# WHAT YOU ARE ASKED TO DO
Transcribe the lines below exactly. No image belongs in the transcription.

━━━

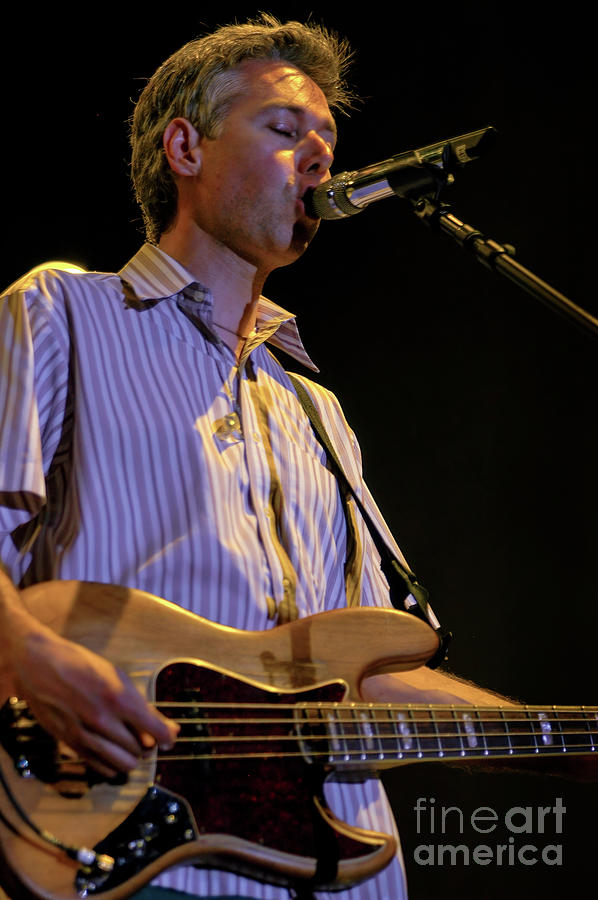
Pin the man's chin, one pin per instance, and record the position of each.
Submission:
(304, 232)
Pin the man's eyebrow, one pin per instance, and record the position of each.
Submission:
(327, 124)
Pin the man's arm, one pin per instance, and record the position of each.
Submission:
(77, 696)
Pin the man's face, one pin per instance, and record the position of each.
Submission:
(274, 144)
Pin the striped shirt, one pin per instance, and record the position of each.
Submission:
(135, 450)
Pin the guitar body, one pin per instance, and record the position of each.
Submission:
(242, 801)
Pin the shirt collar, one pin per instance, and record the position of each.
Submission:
(154, 275)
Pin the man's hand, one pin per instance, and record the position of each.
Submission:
(76, 696)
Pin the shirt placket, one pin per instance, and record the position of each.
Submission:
(267, 498)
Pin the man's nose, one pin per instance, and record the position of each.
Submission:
(316, 154)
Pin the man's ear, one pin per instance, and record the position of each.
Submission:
(181, 142)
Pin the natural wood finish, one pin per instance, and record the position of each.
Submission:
(141, 633)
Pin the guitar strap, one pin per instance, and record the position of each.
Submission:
(401, 579)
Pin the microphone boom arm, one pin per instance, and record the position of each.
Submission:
(499, 258)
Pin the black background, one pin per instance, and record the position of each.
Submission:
(474, 403)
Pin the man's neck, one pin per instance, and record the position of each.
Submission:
(235, 284)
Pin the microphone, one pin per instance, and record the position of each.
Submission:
(350, 192)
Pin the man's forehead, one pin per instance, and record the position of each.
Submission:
(278, 84)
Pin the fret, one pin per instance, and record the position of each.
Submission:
(503, 713)
(403, 732)
(367, 733)
(520, 731)
(336, 736)
(593, 733)
(424, 721)
(414, 730)
(482, 731)
(495, 732)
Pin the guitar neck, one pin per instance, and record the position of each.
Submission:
(383, 735)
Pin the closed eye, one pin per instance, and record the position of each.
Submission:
(284, 130)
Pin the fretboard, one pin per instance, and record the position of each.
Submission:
(383, 734)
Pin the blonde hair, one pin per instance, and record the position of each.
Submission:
(200, 81)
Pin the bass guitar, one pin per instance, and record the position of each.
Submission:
(265, 717)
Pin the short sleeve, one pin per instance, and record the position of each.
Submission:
(33, 384)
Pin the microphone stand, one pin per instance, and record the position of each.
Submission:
(421, 185)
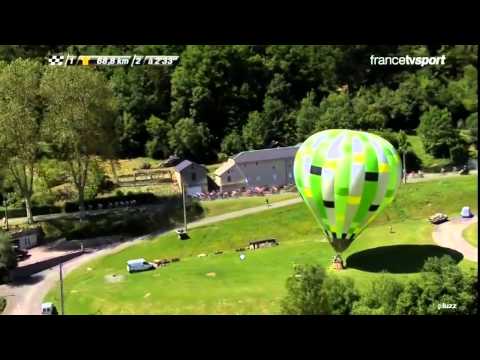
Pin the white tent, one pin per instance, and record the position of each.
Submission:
(466, 213)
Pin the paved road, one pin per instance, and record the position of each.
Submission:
(449, 235)
(16, 221)
(23, 220)
(25, 299)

━━━

# FINAL ANSWER
Pin the man's chin, one pin per instance, and record the position of each.
Submission:
(304, 232)
Pin the man's eyebrow, one pin per instance, and record the position of each.
Submission:
(327, 124)
Pin the man's arm, one pin per instance, and record the position of each.
Submission:
(77, 696)
Pin the man's face, one pin per instance, and record the position of each.
Submission:
(274, 144)
Pin the striped shirt, one pin per instance, and record the position of each.
Submission:
(135, 450)
Pin the guitar body, one pin per instance, and record the position of each.
Submission:
(242, 801)
Pin the shirt collar, one pin per instance, and record the position of each.
Submission:
(154, 275)
Pin the man's hand, one pin per instance, and record the position of each.
Submission:
(76, 696)
Pin the shirt placket, one pin per instance, and record the position of each.
Submission:
(267, 498)
Pin the man's nose, one pin per instance, and record the position of each.
Submission:
(316, 154)
Pin the man's ear, one pin per instance, and record the position of each.
Submission:
(181, 142)
Pin the natural wood finish, one pin per instance, and record the position of each.
Submission:
(141, 633)
Pin the guitar strap, one pin per instance, and record the position of each.
Submission:
(401, 579)
Pin the microphone boom arm, one pin per instance, and record the position of each.
Submission:
(499, 258)
Pin the black background, one pin per instance, and record the position of each.
Submission:
(474, 403)
Pin the man's neck, one pin per instance, and record the position of each.
Submission:
(235, 284)
Pin the microphone, one pin per instance, and record the position of each.
Submission:
(350, 192)
Pin the man's forehead, one pin per instance, and record the position of each.
Submission:
(278, 84)
Pin the fret, one pin per instance, and record the position of each.
Submission:
(503, 713)
(403, 732)
(367, 733)
(520, 731)
(336, 736)
(593, 733)
(424, 721)
(414, 730)
(482, 731)
(495, 732)
Pin the guitar neck, one pin per instance, and record the position of each.
Submission:
(383, 735)
Pin the closed eye, one pin per instance, and record the position of each.
Submission:
(284, 130)
Pin the fretboard, one pin per instance, and record the position of each.
Submission:
(383, 734)
Pin the blonde hair, one pin per instance, and record the position of each.
Submission:
(200, 81)
Pin the bass guitar, one pin per instance, and record the position of each.
Submission:
(265, 717)
Pin the short sleeve, one pin per instance, and record the position of each.
Submission:
(33, 384)
Pin the microphone stand, one pin per instance, and record the position of each.
Submission:
(421, 185)
Pin the white tent, one pin per instance, and record the position of each.
Submission:
(466, 213)
Pin the paved road, one pin per instance, and record the position of each.
Submission:
(449, 235)
(16, 221)
(23, 220)
(25, 299)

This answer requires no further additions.